[Dataset records about object locations]

━━━━━━

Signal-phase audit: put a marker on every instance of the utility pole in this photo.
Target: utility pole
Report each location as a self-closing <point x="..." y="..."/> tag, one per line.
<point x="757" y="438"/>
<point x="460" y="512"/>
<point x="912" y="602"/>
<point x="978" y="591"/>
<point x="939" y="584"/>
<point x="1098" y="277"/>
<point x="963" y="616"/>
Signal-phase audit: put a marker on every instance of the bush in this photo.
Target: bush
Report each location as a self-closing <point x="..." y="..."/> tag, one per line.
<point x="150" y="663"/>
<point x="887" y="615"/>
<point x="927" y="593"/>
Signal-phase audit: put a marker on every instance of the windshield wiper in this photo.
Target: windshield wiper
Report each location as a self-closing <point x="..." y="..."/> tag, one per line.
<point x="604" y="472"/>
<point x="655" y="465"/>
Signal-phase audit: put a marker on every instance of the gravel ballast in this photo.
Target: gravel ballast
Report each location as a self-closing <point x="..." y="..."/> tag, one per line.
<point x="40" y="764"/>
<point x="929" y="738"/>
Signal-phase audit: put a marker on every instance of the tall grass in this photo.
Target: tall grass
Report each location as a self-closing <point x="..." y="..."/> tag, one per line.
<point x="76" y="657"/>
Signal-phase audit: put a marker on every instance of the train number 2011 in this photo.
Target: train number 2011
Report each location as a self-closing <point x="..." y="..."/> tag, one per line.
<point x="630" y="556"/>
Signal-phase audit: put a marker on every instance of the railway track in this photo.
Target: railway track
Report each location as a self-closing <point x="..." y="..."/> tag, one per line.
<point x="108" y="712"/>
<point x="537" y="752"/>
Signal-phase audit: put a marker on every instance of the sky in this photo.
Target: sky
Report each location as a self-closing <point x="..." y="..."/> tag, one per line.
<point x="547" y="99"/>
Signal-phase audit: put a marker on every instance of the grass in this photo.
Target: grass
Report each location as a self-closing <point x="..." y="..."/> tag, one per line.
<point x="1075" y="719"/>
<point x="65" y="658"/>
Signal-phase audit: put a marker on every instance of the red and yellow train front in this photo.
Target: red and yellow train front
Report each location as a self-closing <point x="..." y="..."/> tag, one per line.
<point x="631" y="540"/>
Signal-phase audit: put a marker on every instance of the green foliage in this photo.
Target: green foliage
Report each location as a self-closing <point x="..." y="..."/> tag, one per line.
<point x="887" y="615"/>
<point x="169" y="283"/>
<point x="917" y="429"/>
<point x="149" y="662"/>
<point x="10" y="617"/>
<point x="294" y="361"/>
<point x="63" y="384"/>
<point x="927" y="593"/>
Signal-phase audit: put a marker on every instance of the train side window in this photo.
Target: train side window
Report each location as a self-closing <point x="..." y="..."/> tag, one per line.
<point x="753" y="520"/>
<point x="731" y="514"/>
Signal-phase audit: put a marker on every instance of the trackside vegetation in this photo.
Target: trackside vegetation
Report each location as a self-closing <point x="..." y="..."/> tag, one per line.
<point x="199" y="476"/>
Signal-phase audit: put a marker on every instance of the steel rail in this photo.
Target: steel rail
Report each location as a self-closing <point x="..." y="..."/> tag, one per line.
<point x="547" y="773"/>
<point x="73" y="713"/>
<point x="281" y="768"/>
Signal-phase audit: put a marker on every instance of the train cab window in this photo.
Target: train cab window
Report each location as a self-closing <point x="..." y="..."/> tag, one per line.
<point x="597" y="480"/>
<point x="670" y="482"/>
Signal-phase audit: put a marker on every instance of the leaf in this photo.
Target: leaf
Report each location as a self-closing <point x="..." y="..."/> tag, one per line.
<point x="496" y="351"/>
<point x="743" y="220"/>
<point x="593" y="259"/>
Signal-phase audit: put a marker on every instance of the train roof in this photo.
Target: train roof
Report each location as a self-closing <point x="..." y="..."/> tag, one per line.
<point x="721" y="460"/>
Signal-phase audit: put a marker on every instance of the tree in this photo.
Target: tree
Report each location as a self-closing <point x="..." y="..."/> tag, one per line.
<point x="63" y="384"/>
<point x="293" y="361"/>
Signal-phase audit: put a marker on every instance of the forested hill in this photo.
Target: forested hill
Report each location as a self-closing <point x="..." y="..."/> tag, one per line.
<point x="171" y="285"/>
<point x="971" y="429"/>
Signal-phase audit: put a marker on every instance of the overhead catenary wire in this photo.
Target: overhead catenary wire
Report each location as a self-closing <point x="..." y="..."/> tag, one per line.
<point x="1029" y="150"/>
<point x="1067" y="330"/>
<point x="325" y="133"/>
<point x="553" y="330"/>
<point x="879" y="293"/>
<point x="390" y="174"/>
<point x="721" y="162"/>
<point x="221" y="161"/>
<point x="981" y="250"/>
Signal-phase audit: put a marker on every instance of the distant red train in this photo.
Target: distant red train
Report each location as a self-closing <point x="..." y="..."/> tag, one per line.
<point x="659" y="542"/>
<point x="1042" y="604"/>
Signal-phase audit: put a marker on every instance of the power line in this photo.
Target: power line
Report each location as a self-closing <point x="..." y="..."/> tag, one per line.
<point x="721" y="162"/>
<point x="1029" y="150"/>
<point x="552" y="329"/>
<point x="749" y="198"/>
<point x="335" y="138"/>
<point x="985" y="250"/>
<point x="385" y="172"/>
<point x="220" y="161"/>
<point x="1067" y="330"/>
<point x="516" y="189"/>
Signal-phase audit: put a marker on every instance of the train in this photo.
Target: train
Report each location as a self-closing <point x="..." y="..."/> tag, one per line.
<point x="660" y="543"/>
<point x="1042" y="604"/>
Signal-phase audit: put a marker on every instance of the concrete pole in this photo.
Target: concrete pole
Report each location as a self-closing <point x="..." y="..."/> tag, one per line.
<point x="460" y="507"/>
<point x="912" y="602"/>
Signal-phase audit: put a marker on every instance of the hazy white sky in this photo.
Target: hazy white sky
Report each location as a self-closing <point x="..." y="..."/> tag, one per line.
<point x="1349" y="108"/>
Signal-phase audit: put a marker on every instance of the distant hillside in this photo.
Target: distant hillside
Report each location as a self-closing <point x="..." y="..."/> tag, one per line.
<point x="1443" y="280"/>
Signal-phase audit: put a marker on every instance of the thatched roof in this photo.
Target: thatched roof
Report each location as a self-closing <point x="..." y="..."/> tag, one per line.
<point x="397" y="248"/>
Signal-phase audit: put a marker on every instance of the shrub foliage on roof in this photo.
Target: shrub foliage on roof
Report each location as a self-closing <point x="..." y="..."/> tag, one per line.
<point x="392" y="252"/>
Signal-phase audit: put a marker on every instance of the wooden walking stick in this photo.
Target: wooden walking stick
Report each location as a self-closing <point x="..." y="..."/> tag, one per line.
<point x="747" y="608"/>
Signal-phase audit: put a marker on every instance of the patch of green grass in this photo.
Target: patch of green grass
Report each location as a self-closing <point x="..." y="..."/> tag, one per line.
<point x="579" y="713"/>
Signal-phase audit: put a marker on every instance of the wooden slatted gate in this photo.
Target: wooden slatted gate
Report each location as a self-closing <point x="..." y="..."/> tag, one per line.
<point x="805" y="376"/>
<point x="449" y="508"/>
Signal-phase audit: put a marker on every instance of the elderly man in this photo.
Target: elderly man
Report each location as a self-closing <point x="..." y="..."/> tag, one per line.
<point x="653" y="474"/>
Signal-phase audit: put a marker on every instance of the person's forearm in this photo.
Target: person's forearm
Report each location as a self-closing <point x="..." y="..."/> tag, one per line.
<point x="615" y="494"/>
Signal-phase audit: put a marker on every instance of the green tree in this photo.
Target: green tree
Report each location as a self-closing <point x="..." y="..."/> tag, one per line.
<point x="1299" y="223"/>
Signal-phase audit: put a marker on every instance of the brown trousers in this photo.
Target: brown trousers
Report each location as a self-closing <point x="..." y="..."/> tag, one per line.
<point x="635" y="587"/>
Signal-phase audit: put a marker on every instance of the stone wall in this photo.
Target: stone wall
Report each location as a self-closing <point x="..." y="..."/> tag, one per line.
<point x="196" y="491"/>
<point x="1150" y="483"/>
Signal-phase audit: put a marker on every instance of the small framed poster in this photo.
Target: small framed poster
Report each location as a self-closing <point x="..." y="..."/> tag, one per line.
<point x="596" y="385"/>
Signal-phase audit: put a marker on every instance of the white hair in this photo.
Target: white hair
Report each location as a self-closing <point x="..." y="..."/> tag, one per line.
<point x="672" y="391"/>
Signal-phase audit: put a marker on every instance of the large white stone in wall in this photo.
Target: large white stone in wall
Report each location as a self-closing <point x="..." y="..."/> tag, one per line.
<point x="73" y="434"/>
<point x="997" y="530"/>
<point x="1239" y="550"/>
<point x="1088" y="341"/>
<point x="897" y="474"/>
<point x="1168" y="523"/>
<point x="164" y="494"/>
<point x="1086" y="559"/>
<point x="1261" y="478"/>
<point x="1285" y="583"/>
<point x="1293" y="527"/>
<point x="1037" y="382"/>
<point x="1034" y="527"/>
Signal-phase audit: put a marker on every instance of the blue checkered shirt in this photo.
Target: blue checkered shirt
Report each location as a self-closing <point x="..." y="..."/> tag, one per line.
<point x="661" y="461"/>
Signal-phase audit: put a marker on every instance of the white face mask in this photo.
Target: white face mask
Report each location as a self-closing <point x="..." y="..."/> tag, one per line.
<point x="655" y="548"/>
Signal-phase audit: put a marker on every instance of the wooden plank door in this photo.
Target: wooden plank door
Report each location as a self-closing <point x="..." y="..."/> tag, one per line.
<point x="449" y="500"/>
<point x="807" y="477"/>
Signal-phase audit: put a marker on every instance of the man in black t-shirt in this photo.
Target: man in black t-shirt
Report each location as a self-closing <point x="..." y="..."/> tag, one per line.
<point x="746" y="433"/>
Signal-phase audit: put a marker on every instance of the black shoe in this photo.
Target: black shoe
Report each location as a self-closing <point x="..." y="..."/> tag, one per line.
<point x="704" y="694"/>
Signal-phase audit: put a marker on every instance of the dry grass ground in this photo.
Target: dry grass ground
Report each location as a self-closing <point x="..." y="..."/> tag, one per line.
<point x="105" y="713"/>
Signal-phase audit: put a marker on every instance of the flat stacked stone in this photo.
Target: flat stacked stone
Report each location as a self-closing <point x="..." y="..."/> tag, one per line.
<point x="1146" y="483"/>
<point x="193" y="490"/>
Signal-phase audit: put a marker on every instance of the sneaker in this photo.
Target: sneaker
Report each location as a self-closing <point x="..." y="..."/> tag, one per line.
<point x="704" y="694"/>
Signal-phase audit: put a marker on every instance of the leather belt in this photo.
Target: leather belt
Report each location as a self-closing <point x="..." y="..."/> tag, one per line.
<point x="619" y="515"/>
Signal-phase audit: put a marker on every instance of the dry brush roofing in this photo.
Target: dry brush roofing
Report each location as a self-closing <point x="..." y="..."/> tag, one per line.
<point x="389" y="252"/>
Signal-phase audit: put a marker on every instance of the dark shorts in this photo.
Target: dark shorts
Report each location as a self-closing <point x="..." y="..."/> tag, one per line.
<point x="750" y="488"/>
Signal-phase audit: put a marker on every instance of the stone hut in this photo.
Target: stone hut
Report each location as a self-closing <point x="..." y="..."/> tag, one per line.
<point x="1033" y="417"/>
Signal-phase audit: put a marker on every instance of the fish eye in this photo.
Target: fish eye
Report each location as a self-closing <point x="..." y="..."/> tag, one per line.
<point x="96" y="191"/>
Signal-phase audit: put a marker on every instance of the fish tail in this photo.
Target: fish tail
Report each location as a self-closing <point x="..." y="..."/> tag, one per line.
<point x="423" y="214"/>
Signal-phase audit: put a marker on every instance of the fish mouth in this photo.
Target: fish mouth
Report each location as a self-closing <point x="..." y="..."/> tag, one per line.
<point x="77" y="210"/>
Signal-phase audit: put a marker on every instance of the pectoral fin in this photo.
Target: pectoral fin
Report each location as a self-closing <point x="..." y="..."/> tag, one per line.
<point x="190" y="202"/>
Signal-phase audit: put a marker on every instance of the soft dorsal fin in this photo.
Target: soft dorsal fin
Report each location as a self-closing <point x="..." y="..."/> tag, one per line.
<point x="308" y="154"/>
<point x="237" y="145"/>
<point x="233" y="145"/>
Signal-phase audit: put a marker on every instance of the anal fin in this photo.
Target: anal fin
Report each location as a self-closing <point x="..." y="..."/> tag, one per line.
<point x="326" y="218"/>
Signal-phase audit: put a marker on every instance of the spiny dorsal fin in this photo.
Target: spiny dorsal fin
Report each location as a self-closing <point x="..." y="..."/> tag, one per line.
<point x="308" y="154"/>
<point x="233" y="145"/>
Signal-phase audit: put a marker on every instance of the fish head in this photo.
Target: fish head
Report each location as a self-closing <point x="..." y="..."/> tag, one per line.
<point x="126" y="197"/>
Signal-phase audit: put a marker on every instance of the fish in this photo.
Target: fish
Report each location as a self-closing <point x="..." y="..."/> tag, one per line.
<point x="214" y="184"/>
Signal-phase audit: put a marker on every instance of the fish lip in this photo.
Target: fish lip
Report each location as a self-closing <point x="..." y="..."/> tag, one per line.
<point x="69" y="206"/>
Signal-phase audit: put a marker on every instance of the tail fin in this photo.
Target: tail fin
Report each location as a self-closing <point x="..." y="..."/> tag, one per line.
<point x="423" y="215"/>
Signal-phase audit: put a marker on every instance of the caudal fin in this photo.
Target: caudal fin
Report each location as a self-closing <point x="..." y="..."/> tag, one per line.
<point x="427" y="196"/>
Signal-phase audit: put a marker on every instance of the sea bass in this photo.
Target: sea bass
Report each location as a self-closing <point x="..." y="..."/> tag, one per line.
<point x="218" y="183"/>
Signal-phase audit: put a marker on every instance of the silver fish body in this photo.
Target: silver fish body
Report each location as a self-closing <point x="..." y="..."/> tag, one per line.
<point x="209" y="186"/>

━━━━━━

→ **Task goal**
Write out once more the lines above beginning at the line with "lip in this photo."; continue through the final line and stop there.

→ **Solved exercise**
Signal-phase audit: put a marker on every instance of the fish lip in this photo.
Target: fish lip
Report each location as a self-closing <point x="..." y="..."/> tag, one per line.
<point x="69" y="206"/>
Signal-phase audit: put a marker on every instance of the tail fin in this photo.
Target: tail fin
Report each location as a self-closing <point x="..." y="..."/> tag, one per line.
<point x="423" y="215"/>
Signal-phase audit: put a marker on every instance of the caudal fin in this photo.
Target: caudal fin
Report each location as a self-closing <point x="..." y="..."/> tag, one per line.
<point x="427" y="196"/>
Signal-phase audit: put a marker on every instance of the sea bass in this photo.
Target: sea bass
Report each location as a self-closing <point x="..." y="..."/> tag, one per line.
<point x="218" y="183"/>
Signal-phase audit: put a marker on every instance of the silver fish body in this photo.
Target: silver fish body
Report each location as a self-closing <point x="..." y="..."/> tag, one per line.
<point x="209" y="186"/>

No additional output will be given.